→ **YOUR INSTRUCTIONS**: Print all of the data exactly, but drop the pictures.

→ **Saved entries**:
*** Begin section ***
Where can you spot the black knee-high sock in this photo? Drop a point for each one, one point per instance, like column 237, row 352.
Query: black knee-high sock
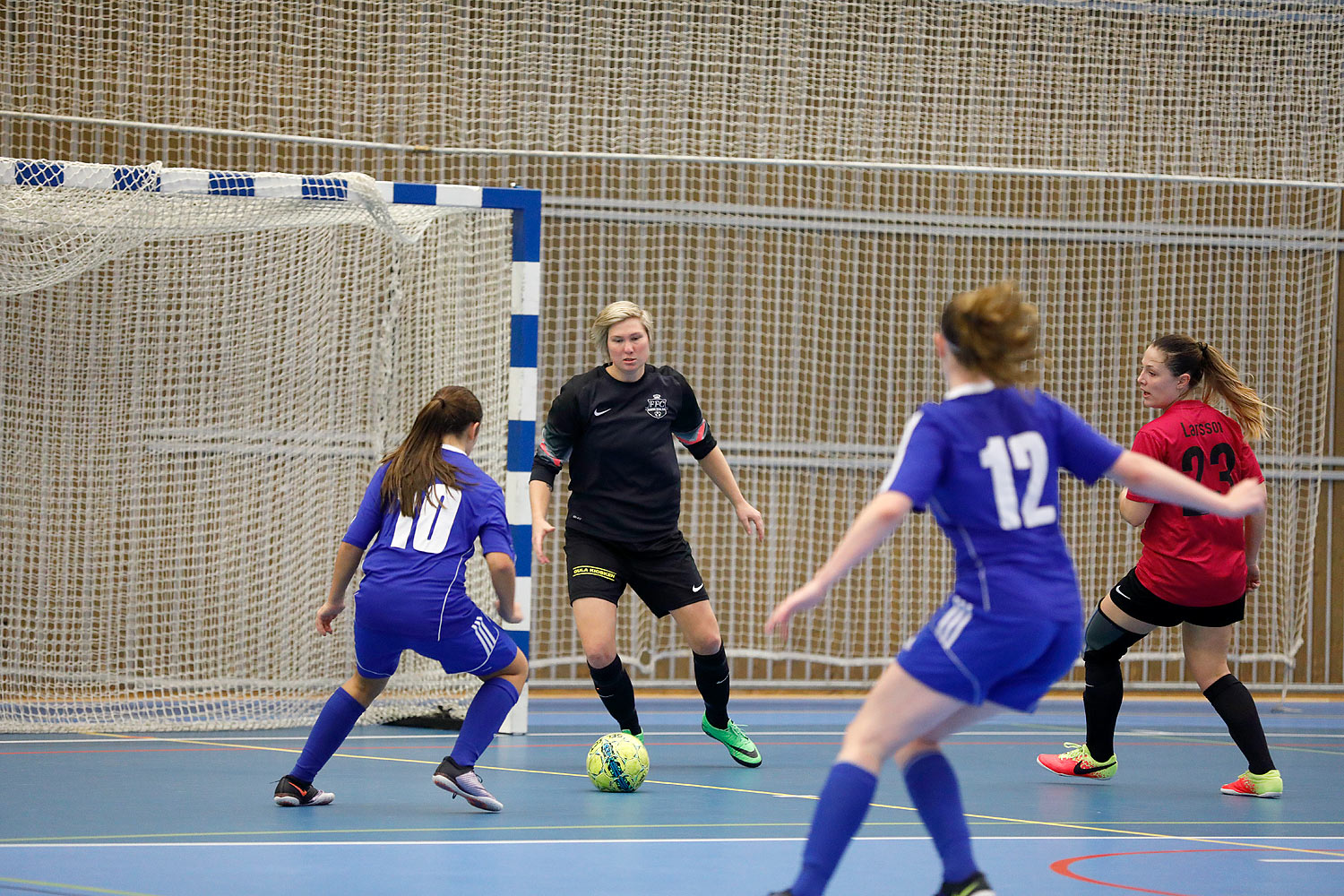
column 711, row 677
column 1102, row 696
column 1236, row 707
column 613, row 686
*** End section ***
→ **OUTPUT FOR THIS EXERCISE**:
Where can you spot the black knee-high sock in this photo? Drop a point for each one, one point per instance, like column 237, row 352.
Query: black knee-high sock
column 711, row 677
column 1102, row 696
column 1236, row 707
column 613, row 686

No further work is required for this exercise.